## What you need to do
Among the entries below, please repeat exactly and only the lines from the line containing "rear door in the photo above." to the line containing "passenger window in the photo above.", both lines included.

[Extracted records]
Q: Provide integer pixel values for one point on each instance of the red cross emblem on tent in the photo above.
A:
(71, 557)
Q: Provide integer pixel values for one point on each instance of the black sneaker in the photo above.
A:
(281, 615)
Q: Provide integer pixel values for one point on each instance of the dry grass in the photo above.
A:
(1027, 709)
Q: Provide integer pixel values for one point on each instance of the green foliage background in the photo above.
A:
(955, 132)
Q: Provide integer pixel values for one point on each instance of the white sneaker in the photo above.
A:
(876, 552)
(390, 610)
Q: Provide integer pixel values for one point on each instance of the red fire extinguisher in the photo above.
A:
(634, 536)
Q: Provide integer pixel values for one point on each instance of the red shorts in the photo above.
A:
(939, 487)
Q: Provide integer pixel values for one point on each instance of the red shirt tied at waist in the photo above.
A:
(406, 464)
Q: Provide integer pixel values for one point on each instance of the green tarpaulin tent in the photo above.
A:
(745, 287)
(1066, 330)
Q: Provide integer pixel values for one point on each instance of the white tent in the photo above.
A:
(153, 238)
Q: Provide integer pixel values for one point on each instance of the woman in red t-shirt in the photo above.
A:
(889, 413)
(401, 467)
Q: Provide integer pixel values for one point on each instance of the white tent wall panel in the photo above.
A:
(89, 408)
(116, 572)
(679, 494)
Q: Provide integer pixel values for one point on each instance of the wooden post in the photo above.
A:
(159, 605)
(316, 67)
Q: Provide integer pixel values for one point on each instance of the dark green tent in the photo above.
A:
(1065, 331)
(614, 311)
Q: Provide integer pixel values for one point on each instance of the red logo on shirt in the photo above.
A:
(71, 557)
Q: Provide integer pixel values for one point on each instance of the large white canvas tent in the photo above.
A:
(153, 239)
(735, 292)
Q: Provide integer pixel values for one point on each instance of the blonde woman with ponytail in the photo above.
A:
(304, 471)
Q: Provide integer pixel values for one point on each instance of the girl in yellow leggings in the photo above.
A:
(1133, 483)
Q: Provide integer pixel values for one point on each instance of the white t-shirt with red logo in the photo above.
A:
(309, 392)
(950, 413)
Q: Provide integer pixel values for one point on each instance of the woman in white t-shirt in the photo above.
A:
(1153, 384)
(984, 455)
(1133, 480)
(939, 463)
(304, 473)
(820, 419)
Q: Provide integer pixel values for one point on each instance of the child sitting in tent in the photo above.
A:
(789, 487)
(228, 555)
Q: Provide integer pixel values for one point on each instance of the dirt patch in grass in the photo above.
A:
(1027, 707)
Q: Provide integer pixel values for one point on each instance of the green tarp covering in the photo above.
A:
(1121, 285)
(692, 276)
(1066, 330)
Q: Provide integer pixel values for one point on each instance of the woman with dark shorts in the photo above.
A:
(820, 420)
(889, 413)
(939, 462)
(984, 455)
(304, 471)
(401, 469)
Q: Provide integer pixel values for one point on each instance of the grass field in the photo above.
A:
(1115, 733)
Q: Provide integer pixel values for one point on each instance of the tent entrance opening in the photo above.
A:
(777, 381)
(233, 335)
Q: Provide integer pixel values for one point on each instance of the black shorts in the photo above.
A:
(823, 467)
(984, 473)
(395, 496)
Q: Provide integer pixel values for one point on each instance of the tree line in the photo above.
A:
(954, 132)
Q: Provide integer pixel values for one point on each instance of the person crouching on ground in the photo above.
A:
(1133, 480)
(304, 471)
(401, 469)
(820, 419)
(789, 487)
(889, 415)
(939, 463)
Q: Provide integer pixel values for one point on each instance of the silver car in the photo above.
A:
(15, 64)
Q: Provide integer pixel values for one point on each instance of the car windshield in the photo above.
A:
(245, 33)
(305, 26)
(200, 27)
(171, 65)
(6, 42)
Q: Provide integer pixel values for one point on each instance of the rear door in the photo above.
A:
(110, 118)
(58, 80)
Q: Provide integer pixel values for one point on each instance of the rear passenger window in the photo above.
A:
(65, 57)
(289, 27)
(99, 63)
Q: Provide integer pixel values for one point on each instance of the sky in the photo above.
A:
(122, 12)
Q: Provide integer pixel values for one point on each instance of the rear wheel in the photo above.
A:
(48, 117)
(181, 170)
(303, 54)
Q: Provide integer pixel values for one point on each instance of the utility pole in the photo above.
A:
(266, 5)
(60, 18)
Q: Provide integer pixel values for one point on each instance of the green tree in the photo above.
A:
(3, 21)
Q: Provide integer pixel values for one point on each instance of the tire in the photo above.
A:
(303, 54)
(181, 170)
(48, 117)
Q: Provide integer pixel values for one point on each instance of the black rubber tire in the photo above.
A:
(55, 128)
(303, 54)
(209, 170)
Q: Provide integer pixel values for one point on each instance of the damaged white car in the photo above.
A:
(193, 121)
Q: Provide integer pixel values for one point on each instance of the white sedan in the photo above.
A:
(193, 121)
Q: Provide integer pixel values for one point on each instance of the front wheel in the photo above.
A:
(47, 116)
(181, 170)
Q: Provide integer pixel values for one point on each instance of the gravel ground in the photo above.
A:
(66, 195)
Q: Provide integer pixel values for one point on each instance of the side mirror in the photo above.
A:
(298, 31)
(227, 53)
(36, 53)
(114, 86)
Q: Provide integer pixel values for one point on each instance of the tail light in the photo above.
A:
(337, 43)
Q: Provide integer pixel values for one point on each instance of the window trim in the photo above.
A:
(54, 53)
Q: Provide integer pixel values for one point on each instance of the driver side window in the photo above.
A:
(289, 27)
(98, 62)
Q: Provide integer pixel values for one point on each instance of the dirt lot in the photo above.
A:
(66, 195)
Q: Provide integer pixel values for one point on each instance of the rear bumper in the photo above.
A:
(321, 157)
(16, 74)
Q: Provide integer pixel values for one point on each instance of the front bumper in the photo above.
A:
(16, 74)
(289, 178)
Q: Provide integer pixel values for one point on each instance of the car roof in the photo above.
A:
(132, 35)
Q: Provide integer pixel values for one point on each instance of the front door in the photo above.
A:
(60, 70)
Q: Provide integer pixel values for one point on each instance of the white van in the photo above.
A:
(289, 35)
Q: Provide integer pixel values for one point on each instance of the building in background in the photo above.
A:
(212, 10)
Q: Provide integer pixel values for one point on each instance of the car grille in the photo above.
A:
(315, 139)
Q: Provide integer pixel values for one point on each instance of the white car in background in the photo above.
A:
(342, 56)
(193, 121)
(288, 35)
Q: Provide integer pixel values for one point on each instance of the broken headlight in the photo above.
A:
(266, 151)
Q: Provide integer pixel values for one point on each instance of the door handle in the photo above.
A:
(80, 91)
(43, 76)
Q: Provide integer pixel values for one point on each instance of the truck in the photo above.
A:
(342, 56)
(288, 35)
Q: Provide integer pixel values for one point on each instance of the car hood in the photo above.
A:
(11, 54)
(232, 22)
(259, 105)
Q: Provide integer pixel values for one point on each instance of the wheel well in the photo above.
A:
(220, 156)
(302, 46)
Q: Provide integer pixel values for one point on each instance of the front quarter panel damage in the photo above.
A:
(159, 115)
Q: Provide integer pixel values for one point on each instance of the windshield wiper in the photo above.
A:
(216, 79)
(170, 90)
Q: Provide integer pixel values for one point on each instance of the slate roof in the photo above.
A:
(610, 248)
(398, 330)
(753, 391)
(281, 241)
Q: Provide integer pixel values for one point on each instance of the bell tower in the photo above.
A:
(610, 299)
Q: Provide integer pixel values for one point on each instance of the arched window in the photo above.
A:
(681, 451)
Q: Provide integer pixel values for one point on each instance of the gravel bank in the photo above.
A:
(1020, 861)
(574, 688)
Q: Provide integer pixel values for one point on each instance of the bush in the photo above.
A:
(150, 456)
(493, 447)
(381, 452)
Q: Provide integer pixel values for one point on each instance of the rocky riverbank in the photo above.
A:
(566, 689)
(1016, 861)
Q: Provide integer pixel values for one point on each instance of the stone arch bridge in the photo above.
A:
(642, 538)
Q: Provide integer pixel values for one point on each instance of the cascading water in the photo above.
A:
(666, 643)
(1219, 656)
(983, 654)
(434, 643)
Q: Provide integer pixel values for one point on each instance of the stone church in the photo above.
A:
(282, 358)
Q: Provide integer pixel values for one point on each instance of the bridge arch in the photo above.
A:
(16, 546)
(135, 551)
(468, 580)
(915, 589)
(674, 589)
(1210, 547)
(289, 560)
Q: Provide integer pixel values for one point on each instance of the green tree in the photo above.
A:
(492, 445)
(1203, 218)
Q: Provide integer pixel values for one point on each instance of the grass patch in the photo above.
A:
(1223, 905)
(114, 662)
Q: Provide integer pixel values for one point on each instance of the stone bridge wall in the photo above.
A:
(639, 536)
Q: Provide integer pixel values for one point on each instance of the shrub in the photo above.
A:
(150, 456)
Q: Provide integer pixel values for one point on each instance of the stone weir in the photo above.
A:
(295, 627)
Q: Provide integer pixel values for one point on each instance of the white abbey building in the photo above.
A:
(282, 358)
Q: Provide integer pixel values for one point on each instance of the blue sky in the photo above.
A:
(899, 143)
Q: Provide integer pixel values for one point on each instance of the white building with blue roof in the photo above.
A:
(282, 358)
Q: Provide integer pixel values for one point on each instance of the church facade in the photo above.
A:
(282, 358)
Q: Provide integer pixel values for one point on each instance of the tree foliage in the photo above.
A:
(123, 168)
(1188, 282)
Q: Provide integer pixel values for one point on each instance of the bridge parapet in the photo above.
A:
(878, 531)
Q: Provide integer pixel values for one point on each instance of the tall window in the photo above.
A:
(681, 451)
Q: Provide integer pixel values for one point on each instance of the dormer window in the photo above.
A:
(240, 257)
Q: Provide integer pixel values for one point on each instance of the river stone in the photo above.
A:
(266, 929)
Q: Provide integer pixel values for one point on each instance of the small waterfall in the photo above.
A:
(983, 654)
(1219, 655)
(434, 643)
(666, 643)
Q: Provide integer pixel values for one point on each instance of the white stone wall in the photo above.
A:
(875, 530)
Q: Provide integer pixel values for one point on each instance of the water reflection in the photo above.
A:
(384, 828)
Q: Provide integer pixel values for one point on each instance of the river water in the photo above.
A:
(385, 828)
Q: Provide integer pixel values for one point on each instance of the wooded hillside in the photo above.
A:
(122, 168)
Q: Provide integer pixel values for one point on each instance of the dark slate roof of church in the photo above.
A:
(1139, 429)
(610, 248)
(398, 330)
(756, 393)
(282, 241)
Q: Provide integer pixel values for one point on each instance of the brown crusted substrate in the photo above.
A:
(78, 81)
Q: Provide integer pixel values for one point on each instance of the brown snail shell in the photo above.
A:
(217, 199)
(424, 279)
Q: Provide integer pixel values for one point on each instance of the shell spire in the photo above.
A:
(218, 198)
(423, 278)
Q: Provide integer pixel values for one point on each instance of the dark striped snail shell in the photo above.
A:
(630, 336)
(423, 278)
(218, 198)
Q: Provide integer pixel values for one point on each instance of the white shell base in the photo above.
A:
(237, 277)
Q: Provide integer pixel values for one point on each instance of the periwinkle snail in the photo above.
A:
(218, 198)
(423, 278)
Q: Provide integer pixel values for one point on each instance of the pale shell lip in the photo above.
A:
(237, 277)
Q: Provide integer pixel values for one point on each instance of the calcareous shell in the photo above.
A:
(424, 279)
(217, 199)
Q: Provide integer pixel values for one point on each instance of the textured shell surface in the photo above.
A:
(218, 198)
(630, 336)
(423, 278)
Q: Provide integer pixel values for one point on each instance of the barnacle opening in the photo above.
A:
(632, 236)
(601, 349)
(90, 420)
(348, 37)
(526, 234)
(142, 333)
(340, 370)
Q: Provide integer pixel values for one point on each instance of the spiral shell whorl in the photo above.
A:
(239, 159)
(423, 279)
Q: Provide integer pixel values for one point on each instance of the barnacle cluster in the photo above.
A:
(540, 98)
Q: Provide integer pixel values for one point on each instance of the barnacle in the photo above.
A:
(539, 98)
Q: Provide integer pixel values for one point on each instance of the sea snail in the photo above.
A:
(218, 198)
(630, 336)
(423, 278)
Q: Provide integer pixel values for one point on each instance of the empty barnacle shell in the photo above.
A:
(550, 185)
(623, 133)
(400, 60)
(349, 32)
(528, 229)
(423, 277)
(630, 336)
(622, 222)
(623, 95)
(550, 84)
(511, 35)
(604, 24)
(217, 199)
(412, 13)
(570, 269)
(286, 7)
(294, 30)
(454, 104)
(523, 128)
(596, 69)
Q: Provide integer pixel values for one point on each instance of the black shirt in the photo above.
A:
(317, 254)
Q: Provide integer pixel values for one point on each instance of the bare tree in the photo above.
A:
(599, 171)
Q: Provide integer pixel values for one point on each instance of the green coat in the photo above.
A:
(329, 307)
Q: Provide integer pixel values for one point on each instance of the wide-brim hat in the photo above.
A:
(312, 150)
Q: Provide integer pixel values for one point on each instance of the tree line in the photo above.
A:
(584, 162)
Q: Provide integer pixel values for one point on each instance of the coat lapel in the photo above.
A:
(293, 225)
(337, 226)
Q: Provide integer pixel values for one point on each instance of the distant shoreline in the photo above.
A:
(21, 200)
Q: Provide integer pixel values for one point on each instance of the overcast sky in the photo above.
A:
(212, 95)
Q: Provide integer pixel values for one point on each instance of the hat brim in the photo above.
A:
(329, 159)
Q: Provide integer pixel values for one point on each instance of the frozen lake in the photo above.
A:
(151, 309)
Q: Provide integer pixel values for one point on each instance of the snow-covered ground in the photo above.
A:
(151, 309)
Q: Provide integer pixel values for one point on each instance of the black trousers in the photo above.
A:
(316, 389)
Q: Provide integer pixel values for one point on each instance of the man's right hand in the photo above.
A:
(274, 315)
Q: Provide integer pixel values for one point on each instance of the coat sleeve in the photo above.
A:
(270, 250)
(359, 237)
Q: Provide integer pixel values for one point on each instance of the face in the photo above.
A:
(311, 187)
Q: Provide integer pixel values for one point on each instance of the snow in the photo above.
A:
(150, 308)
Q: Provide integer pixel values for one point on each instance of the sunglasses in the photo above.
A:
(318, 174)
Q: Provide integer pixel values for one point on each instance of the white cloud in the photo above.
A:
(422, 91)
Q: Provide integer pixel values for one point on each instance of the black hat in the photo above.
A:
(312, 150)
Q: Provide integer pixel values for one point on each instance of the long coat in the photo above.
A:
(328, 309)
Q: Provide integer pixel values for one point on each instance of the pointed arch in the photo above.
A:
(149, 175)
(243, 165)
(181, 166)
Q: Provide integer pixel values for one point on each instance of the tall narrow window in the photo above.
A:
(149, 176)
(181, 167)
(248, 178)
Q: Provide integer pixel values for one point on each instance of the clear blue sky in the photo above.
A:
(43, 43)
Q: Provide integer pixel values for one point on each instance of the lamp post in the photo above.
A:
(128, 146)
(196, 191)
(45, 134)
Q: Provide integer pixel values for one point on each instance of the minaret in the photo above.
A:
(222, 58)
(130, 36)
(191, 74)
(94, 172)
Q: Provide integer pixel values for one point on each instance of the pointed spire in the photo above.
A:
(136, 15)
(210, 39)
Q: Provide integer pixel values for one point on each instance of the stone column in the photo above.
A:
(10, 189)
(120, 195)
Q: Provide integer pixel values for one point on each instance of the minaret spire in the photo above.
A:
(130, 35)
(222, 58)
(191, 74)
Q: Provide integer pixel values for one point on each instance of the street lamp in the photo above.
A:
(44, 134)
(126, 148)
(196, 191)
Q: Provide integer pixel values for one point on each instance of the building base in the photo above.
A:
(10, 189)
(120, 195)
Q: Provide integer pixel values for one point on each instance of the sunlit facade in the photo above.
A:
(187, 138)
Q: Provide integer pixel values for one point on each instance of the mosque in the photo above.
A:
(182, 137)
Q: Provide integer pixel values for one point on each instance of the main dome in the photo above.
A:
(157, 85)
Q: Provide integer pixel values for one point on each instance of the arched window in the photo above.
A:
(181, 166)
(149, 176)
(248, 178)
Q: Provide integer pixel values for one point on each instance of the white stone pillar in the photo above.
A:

## Exercise output
Q: Provide integer pixel values for one point on each instance of the rear door in the photo above.
A:
(110, 118)
(58, 80)
Q: Provide integer pixel values for one point on each instance of the rear passenger window in the photo above.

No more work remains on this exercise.